**PROBLEM STATEMENT**: Begin with the line that holds "Please mark the". Output it and all remaining lines of the material, verbatim, ending with the last.

**EXERCISE INPUT**:
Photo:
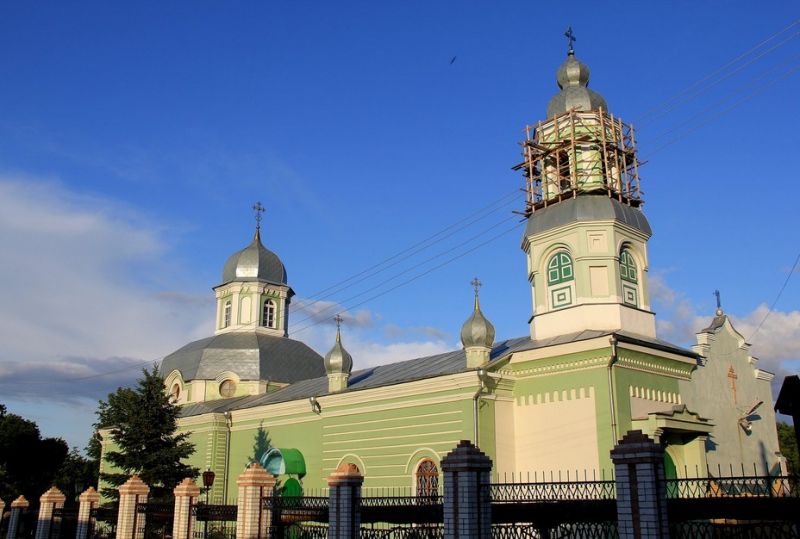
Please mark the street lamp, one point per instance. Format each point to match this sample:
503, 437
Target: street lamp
208, 482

**RESULT OF THIS TASK**:
Please mark the street lamp, one point per instance. Format each point to match this sample:
503, 437
Target: street lamp
208, 482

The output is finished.